**Questions**
**1.** According to the membrane protein summary, approximately how many human genes are dedicated to integral membrane proteins?
**2.** Reproduce the membrane protein summary between "Compositions and Methods" and "channels and GPCRs.", inclusive.
**3.** Pick up the membrane protein summary after its last sentence and carry it forward.

**Quoted passage**

>>>

Compositions and Methods for Producing Recombinant Membrane-Associated Proteins
Inventors: Tarmo Roosild, Jason Greenwald, Senyon Choe, Roland Riek, Mark Vega
Potential Uses: Research Tool, Drug Discovery and Development, Membrane Protein Production
A 'partner' molecule called Mistic makes widespread production of large quantities of membrane proteins possible for the first time, allowing scientists to determine their atomic structure and design drugs that interfere with disease processes involving crucial proteins such as ion channels and GPCRs.
Membrane proteins are crucially important in medical research and drug discovery, but until now human membrane proteins have been virtually impossible to produce in large enough amounts to study. Out of approximately 10,000 human genes dedicated to integral membrane proteins, such as receptors and ion channels, only a small handful of proteins have been made available from natural sources in the quality and quantity needed to study them successfully in isolation.

<<<

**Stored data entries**
>>>

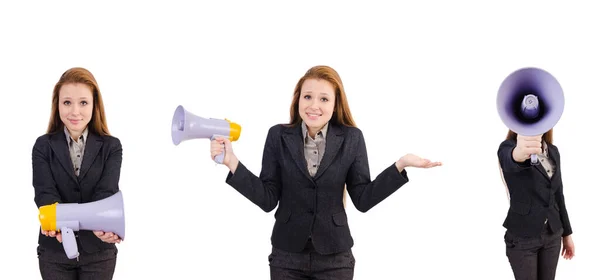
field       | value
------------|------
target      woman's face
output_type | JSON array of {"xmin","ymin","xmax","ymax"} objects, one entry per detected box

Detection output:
[
  {"xmin": 298, "ymin": 79, "xmax": 335, "ymax": 134},
  {"xmin": 58, "ymin": 84, "xmax": 94, "ymax": 135}
]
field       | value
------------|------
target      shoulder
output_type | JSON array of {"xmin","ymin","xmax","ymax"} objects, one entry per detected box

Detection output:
[
  {"xmin": 33, "ymin": 133, "xmax": 56, "ymax": 149},
  {"xmin": 269, "ymin": 123, "xmax": 288, "ymax": 135}
]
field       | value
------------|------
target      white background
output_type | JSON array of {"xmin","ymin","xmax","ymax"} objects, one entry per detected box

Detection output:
[{"xmin": 0, "ymin": 0, "xmax": 600, "ymax": 279}]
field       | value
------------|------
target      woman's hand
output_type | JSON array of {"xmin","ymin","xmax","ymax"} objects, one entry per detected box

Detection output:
[
  {"xmin": 562, "ymin": 235, "xmax": 575, "ymax": 260},
  {"xmin": 396, "ymin": 154, "xmax": 442, "ymax": 172},
  {"xmin": 42, "ymin": 230, "xmax": 62, "ymax": 243},
  {"xmin": 513, "ymin": 135, "xmax": 542, "ymax": 162},
  {"xmin": 210, "ymin": 137, "xmax": 239, "ymax": 173},
  {"xmin": 94, "ymin": 230, "xmax": 121, "ymax": 243}
]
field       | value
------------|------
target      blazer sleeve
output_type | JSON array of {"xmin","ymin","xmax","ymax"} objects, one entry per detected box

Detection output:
[
  {"xmin": 555, "ymin": 149, "xmax": 573, "ymax": 237},
  {"xmin": 498, "ymin": 140, "xmax": 531, "ymax": 172},
  {"xmin": 92, "ymin": 137, "xmax": 123, "ymax": 201},
  {"xmin": 225, "ymin": 127, "xmax": 281, "ymax": 212},
  {"xmin": 31, "ymin": 138, "xmax": 62, "ymax": 208},
  {"xmin": 346, "ymin": 130, "xmax": 408, "ymax": 213}
]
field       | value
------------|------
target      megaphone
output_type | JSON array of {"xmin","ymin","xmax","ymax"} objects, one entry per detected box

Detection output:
[
  {"xmin": 171, "ymin": 105, "xmax": 242, "ymax": 163},
  {"xmin": 38, "ymin": 191, "xmax": 125, "ymax": 259},
  {"xmin": 496, "ymin": 67, "xmax": 565, "ymax": 164}
]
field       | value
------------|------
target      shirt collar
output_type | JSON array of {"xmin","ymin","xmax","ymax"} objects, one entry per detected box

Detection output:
[
  {"xmin": 64, "ymin": 126, "xmax": 88, "ymax": 143},
  {"xmin": 302, "ymin": 121, "xmax": 329, "ymax": 140}
]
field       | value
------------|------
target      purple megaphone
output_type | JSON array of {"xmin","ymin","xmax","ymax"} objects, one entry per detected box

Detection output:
[
  {"xmin": 496, "ymin": 67, "xmax": 565, "ymax": 164},
  {"xmin": 38, "ymin": 191, "xmax": 125, "ymax": 259}
]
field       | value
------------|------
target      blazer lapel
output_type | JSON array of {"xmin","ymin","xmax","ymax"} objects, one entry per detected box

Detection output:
[
  {"xmin": 315, "ymin": 123, "xmax": 344, "ymax": 180},
  {"xmin": 282, "ymin": 125, "xmax": 312, "ymax": 180},
  {"xmin": 79, "ymin": 132, "xmax": 103, "ymax": 179},
  {"xmin": 50, "ymin": 133, "xmax": 77, "ymax": 182}
]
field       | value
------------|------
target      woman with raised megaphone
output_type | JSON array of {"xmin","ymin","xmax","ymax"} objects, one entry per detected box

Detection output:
[
  {"xmin": 210, "ymin": 66, "xmax": 441, "ymax": 280},
  {"xmin": 32, "ymin": 68, "xmax": 122, "ymax": 280},
  {"xmin": 498, "ymin": 129, "xmax": 575, "ymax": 280}
]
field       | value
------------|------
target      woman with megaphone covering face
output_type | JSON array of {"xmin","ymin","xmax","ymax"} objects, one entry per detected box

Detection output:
[{"xmin": 498, "ymin": 129, "xmax": 575, "ymax": 280}]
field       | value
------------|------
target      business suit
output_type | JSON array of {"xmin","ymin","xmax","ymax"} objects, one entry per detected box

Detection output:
[
  {"xmin": 498, "ymin": 140, "xmax": 573, "ymax": 279},
  {"xmin": 32, "ymin": 131, "xmax": 122, "ymax": 279},
  {"xmin": 226, "ymin": 122, "xmax": 408, "ymax": 278}
]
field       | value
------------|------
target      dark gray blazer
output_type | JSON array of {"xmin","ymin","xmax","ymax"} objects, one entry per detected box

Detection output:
[
  {"xmin": 498, "ymin": 140, "xmax": 573, "ymax": 237},
  {"xmin": 226, "ymin": 122, "xmax": 408, "ymax": 254},
  {"xmin": 32, "ymin": 129, "xmax": 123, "ymax": 255}
]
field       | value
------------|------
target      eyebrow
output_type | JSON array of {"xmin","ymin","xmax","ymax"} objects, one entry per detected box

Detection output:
[
  {"xmin": 302, "ymin": 90, "xmax": 331, "ymax": 96},
  {"xmin": 62, "ymin": 96, "xmax": 88, "ymax": 100}
]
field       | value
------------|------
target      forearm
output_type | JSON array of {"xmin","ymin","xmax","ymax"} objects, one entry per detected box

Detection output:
[
  {"xmin": 225, "ymin": 162, "xmax": 280, "ymax": 212},
  {"xmin": 348, "ymin": 164, "xmax": 408, "ymax": 212}
]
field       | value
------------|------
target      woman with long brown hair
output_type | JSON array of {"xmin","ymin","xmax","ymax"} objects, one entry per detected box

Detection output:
[
  {"xmin": 498, "ymin": 129, "xmax": 575, "ymax": 280},
  {"xmin": 32, "ymin": 67, "xmax": 122, "ymax": 280},
  {"xmin": 210, "ymin": 66, "xmax": 441, "ymax": 279}
]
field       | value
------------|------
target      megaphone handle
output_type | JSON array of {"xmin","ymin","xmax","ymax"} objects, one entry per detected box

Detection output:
[
  {"xmin": 60, "ymin": 227, "xmax": 79, "ymax": 259},
  {"xmin": 210, "ymin": 135, "xmax": 225, "ymax": 164},
  {"xmin": 531, "ymin": 154, "xmax": 538, "ymax": 165}
]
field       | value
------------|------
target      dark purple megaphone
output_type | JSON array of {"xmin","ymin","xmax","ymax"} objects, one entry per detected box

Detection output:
[{"xmin": 496, "ymin": 67, "xmax": 565, "ymax": 164}]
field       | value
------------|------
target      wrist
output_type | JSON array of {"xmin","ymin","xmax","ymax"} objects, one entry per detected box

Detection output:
[
  {"xmin": 396, "ymin": 159, "xmax": 407, "ymax": 172},
  {"xmin": 227, "ymin": 156, "xmax": 240, "ymax": 173},
  {"xmin": 512, "ymin": 149, "xmax": 527, "ymax": 163}
]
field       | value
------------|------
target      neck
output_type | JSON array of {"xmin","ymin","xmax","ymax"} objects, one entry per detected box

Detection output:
[
  {"xmin": 306, "ymin": 126, "xmax": 325, "ymax": 139},
  {"xmin": 67, "ymin": 128, "xmax": 83, "ymax": 143}
]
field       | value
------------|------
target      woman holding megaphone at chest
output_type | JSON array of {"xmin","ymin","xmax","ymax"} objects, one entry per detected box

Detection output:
[
  {"xmin": 32, "ymin": 68, "xmax": 122, "ymax": 280},
  {"xmin": 210, "ymin": 66, "xmax": 441, "ymax": 279},
  {"xmin": 498, "ymin": 129, "xmax": 575, "ymax": 280}
]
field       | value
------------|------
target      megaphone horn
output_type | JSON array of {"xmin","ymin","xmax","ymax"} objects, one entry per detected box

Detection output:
[
  {"xmin": 496, "ymin": 67, "xmax": 565, "ymax": 164},
  {"xmin": 171, "ymin": 105, "xmax": 242, "ymax": 163},
  {"xmin": 38, "ymin": 191, "xmax": 125, "ymax": 259}
]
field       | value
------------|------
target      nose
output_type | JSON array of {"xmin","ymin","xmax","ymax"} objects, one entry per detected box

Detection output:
[{"xmin": 71, "ymin": 104, "xmax": 79, "ymax": 116}]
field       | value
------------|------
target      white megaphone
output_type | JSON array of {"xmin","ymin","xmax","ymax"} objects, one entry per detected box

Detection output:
[
  {"xmin": 38, "ymin": 191, "xmax": 125, "ymax": 259},
  {"xmin": 496, "ymin": 67, "xmax": 565, "ymax": 164},
  {"xmin": 171, "ymin": 105, "xmax": 242, "ymax": 163}
]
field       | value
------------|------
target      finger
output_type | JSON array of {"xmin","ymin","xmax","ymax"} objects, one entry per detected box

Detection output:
[
  {"xmin": 523, "ymin": 141, "xmax": 542, "ymax": 148},
  {"xmin": 523, "ymin": 148, "xmax": 542, "ymax": 155}
]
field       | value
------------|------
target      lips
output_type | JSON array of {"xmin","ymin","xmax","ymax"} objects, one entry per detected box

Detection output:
[{"xmin": 306, "ymin": 113, "xmax": 322, "ymax": 120}]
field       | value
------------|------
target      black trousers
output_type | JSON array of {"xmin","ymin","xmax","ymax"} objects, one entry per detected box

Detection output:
[
  {"xmin": 37, "ymin": 246, "xmax": 118, "ymax": 280},
  {"xmin": 269, "ymin": 239, "xmax": 355, "ymax": 280},
  {"xmin": 504, "ymin": 224, "xmax": 563, "ymax": 280}
]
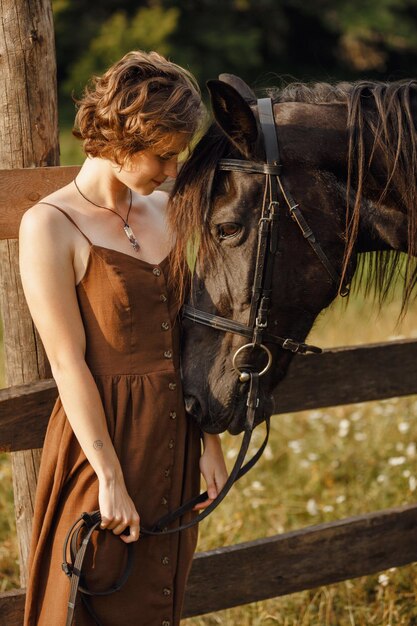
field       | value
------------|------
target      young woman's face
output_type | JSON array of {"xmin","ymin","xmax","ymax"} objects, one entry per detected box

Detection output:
[{"xmin": 115, "ymin": 134, "xmax": 189, "ymax": 196}]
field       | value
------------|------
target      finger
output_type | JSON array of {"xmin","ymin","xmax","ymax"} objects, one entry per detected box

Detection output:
[
  {"xmin": 193, "ymin": 498, "xmax": 214, "ymax": 511},
  {"xmin": 207, "ymin": 482, "xmax": 217, "ymax": 500},
  {"xmin": 120, "ymin": 526, "xmax": 140, "ymax": 543}
]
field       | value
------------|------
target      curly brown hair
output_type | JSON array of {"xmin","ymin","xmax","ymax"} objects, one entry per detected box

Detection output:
[{"xmin": 72, "ymin": 51, "xmax": 204, "ymax": 165}]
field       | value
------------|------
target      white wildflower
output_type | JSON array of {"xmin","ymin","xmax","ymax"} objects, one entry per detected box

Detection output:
[
  {"xmin": 308, "ymin": 411, "xmax": 323, "ymax": 420},
  {"xmin": 306, "ymin": 498, "xmax": 319, "ymax": 515},
  {"xmin": 338, "ymin": 419, "xmax": 350, "ymax": 437},
  {"xmin": 323, "ymin": 504, "xmax": 334, "ymax": 513},
  {"xmin": 288, "ymin": 439, "xmax": 302, "ymax": 454},
  {"xmin": 350, "ymin": 410, "xmax": 363, "ymax": 422},
  {"xmin": 354, "ymin": 432, "xmax": 368, "ymax": 441},
  {"xmin": 388, "ymin": 456, "xmax": 407, "ymax": 467},
  {"xmin": 397, "ymin": 422, "xmax": 410, "ymax": 434},
  {"xmin": 405, "ymin": 441, "xmax": 416, "ymax": 457},
  {"xmin": 251, "ymin": 480, "xmax": 265, "ymax": 491}
]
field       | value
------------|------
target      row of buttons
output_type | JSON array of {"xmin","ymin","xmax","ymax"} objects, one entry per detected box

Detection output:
[{"xmin": 152, "ymin": 267, "xmax": 177, "ymax": 626}]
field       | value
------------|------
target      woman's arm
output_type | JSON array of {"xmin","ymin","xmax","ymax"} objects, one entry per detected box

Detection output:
[{"xmin": 19, "ymin": 206, "xmax": 139, "ymax": 541}]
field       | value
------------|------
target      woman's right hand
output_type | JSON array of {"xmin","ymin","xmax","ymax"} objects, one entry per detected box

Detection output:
[{"xmin": 98, "ymin": 478, "xmax": 140, "ymax": 543}]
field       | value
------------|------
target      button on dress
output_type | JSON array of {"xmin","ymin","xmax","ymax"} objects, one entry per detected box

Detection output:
[{"xmin": 24, "ymin": 207, "xmax": 201, "ymax": 626}]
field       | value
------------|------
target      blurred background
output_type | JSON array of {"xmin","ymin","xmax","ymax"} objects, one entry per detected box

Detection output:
[
  {"xmin": 57, "ymin": 0, "xmax": 417, "ymax": 165},
  {"xmin": 0, "ymin": 0, "xmax": 417, "ymax": 626}
]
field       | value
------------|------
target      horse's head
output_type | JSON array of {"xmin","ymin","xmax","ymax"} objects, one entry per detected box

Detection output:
[{"xmin": 174, "ymin": 76, "xmax": 351, "ymax": 433}]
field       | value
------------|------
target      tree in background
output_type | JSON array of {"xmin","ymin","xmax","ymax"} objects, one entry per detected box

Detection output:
[{"xmin": 52, "ymin": 0, "xmax": 417, "ymax": 100}]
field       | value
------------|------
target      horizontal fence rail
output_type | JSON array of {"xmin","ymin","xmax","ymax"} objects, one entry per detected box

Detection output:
[
  {"xmin": 0, "ymin": 505, "xmax": 417, "ymax": 626},
  {"xmin": 0, "ymin": 340, "xmax": 417, "ymax": 451}
]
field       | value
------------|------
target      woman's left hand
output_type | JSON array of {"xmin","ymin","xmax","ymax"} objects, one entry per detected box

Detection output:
[{"xmin": 193, "ymin": 433, "xmax": 228, "ymax": 511}]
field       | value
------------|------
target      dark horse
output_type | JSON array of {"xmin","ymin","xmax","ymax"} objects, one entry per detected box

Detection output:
[{"xmin": 168, "ymin": 75, "xmax": 417, "ymax": 433}]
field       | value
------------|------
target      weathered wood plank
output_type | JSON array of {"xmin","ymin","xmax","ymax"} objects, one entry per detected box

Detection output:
[
  {"xmin": 0, "ymin": 340, "xmax": 417, "ymax": 450},
  {"xmin": 0, "ymin": 165, "xmax": 80, "ymax": 239},
  {"xmin": 184, "ymin": 505, "xmax": 417, "ymax": 617},
  {"xmin": 0, "ymin": 505, "xmax": 417, "ymax": 626},
  {"xmin": 0, "ymin": 165, "xmax": 173, "ymax": 240},
  {"xmin": 0, "ymin": 379, "xmax": 58, "ymax": 452},
  {"xmin": 0, "ymin": 0, "xmax": 59, "ymax": 586}
]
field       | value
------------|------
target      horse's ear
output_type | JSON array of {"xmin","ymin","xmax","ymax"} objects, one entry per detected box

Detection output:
[
  {"xmin": 207, "ymin": 80, "xmax": 258, "ymax": 157},
  {"xmin": 219, "ymin": 74, "xmax": 256, "ymax": 104}
]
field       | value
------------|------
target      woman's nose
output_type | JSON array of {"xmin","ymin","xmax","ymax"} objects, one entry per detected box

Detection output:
[{"xmin": 164, "ymin": 156, "xmax": 178, "ymax": 178}]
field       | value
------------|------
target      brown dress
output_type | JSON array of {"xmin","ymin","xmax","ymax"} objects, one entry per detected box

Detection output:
[{"xmin": 24, "ymin": 207, "xmax": 200, "ymax": 626}]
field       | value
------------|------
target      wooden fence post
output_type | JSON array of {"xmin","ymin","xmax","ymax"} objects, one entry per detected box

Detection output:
[{"xmin": 0, "ymin": 0, "xmax": 59, "ymax": 587}]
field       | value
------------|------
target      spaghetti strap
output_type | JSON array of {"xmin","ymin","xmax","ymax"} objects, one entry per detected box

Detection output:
[{"xmin": 38, "ymin": 201, "xmax": 93, "ymax": 246}]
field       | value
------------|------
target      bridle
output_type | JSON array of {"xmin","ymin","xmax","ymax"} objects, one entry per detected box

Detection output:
[
  {"xmin": 62, "ymin": 98, "xmax": 349, "ymax": 626},
  {"xmin": 183, "ymin": 98, "xmax": 349, "ymax": 372}
]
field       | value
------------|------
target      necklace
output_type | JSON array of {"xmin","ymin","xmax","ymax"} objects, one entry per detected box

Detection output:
[{"xmin": 74, "ymin": 178, "xmax": 140, "ymax": 252}]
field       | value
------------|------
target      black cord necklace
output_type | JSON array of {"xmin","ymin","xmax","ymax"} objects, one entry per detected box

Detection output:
[{"xmin": 74, "ymin": 178, "xmax": 140, "ymax": 252}]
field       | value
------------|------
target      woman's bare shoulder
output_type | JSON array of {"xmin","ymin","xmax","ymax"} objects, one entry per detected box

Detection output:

<<<

**Responses**
**1.** Approximately 10,000

**2.**
Compositions and Methods for Producing Recombinant Membrane-Associated Proteins
Inventors: Tarmo Roosild, Jason Greenwald, Senyon Choe, Roland Riek, Mark Vega
Potential Uses: Research Tool, Drug Discovery and Development, Membrane Protein Production
A 'partner' molecule called Mistic makes widespread production of large quantities of membrane proteins possible for the first time, allowing scientists to determine their atomic structure and design drugs that interfere with disease processes involving crucial proteins such as ion channels and GPCRs.

**3.**
The discovery of Mistic, which facilitates the integration of cloned membrane proteins into the E. coli cell membrane, gives medical researchers a new tool that could revolutionize membrane biology.
Mistic is an unusual Bacillus subtilis integral membrane protein, with a structure that consists of a bundle of four helices that fold autonomously into place within the cell membrane, bypassing the cellular translocon machinery. This self-integrating, or auto-inserting, ability of Mistic facilitates the rest of the molecule, the "cargo" protein, to undergo the folding and integration process.
Mistic allows scientists for the first time to produce large quantities of crucial membrane proteins for structural study or therapeutic research, such as ion channels and the vast family of receptors called G-protein coupled receptors (GPCRs). More than half the blockbuster drugs in the pharmaceutical industry target these two classes of proteins.
Salk researchers have successfully created dozens of such important human membrane proteins in the cell membrane of E. coli using Mistic. _ In addition, experiments suggest that Mistic can be used for high-level production of other membrane proteins in their native conformations, including many eukaryotic proteins that have previously been intractable to recombinant bacterial expression.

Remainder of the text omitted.